- _Enunciado_
Reproduce sin cambios el pasaje del texto sobre la inmigración. Empieza en el punto que contiene las palabras "Gran Bretaña, junto" y detente después de "nuestras tierras natales.".

==== Texto

Gran Bretaña, junto con todos los países como Gran Bretaña, se enfrenta a un movimiento de entrada de personas que no es menor que las emigraciones masivas desde Europa que asentaron Norteamérica y Australasia, y quizás tan grande en sus efectos como las incursiones desde el otro lado del Rin y el Danubio que transformaron las Provincias Occidentales del Imperio Romano. Nos enfrentamos a una inmigración masiva del Tercer Mundo que puede eventualmente duplicar o triplicar nuestras poblaciones, y que, por la fuerza inevitable de los números, nos convertirá en minorías en lo que hasta ahora hemos considerado nuestras tierras natales.

¿Qué tenemos nosotros, como libertarios, que decir al respecto?

Sugiero que la respuesta general ha sido insatisfactoria. Para la corriente principal libertaria, el único uso legítimo de la fuerza es proteger los derechos individuales. Dado que el cruce de una frontera no constituye en sí mismo una violación de los derechos individuales, el cierre de las fronteras es, por definición, un uso ilegítimo de la fuerza. Por lo tanto, la corriente principal libertaria se opone formalmente al control de la inmigración.

========
==== Registros extraídos

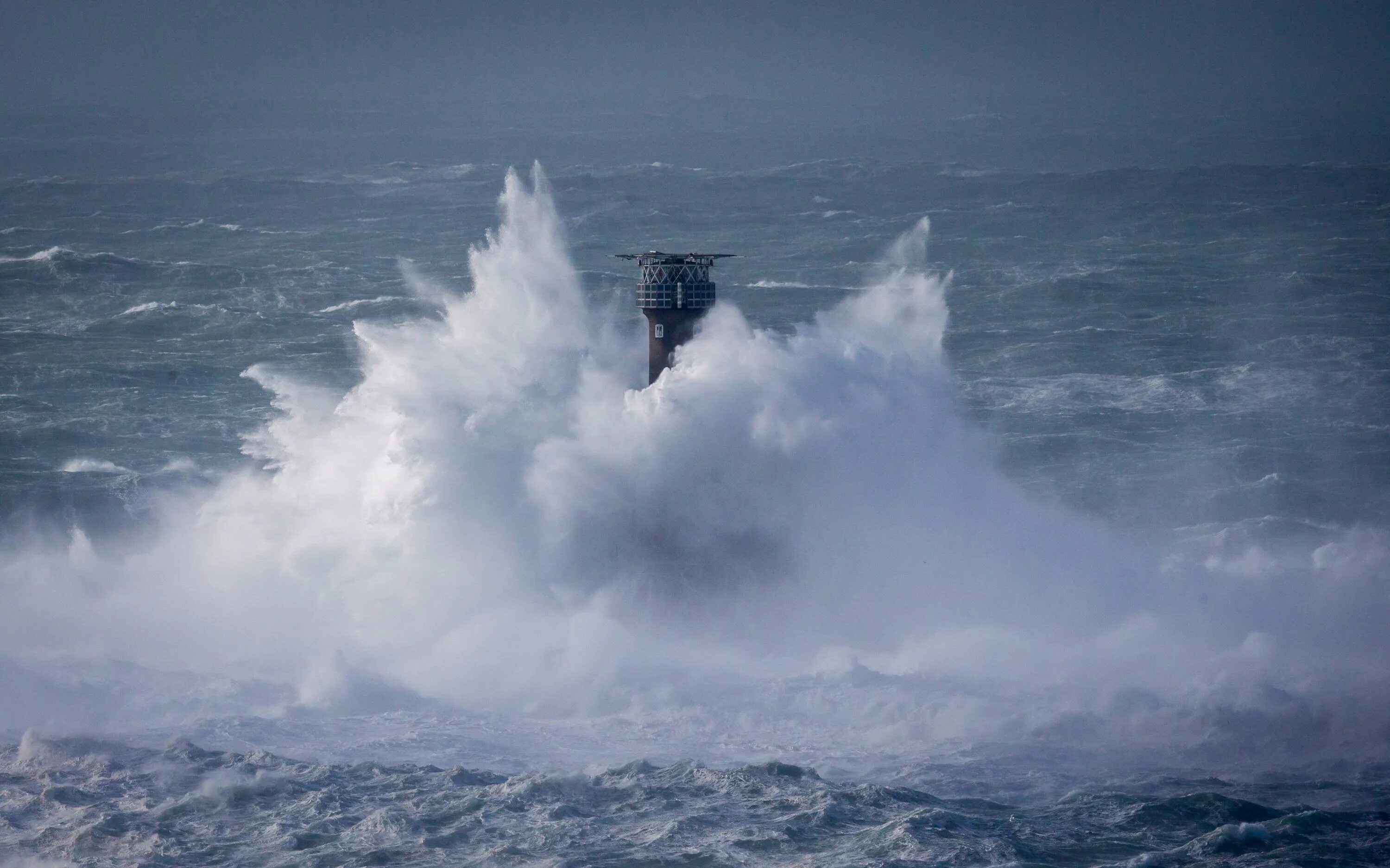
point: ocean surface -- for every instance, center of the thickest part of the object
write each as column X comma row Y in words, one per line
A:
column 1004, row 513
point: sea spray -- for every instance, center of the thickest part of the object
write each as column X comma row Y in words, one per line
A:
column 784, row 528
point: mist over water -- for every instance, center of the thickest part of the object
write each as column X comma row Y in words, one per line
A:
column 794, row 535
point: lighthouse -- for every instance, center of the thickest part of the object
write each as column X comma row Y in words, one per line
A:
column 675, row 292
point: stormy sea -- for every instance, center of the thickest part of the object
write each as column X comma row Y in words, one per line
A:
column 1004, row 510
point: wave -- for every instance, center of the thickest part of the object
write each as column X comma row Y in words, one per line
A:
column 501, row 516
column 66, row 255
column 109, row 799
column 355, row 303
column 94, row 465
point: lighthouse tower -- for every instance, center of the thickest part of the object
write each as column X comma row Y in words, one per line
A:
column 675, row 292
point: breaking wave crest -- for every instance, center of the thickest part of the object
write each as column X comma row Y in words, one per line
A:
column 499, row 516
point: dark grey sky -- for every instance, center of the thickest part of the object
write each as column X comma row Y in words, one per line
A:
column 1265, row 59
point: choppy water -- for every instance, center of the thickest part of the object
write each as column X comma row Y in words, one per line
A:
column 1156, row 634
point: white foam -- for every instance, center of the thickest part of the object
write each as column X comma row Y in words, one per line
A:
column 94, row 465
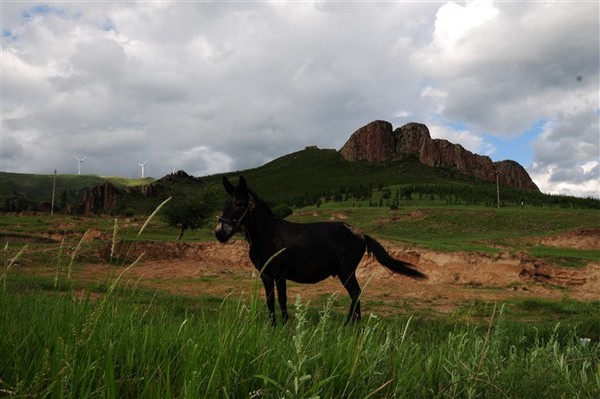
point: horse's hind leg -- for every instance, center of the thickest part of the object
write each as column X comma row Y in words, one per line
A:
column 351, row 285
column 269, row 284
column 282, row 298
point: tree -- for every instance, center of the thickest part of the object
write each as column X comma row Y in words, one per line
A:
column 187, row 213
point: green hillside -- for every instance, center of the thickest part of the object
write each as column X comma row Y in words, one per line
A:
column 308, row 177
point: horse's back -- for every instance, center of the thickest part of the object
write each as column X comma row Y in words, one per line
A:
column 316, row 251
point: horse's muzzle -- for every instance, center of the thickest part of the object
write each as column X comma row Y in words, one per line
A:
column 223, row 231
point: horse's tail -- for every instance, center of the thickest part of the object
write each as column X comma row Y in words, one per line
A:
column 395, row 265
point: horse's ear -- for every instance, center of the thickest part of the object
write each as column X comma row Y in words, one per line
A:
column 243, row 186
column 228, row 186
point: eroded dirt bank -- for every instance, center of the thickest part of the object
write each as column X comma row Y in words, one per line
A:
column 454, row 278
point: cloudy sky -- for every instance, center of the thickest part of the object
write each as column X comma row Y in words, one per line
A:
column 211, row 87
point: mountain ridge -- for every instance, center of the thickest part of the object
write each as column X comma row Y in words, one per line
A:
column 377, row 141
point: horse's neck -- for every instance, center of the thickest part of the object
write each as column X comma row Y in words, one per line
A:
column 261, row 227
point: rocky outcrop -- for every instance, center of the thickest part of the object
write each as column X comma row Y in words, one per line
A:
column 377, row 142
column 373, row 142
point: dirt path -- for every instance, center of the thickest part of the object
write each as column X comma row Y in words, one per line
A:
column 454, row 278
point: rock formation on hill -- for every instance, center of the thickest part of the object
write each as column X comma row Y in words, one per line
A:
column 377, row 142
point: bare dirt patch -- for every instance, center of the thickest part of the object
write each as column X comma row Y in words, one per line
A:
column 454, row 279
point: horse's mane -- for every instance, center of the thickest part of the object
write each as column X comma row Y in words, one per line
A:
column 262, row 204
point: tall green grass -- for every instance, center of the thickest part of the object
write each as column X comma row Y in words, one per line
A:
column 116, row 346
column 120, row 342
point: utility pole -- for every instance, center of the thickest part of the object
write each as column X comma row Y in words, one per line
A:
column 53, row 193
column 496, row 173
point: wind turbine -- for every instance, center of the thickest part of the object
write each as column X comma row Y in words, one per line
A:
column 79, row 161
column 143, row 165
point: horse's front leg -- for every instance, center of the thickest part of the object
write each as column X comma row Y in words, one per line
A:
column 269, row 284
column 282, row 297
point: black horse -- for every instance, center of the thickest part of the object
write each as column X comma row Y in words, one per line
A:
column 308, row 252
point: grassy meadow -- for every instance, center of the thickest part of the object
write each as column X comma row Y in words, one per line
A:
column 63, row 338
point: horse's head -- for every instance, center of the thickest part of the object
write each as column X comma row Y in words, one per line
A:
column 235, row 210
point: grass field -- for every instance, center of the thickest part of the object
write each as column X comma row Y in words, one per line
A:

========

- _Resultado del ejercicio_
Gran Bretaña, junto con todos los países como Gran Bretaña, se enfrenta a un movimiento de entrada de personas que no es menor que las emigraciones masivas desde Europa que asentaron Norteamérica y Australasia, y quizás tan grande en sus efectos como las incursiones desde el otro lado del Rin y el Danubio que transformaron las Provincias Occidentales del Imperio Romano. Nos enfrentamos a una inmigración masiva del Tercer Mundo que puede eventualmente duplicar o triplicar nuestras poblaciones, y que, por la fuerza inevitable de los números, nos convertirá en minorías en lo que hasta ahora hemos considerado nuestras tierras natales.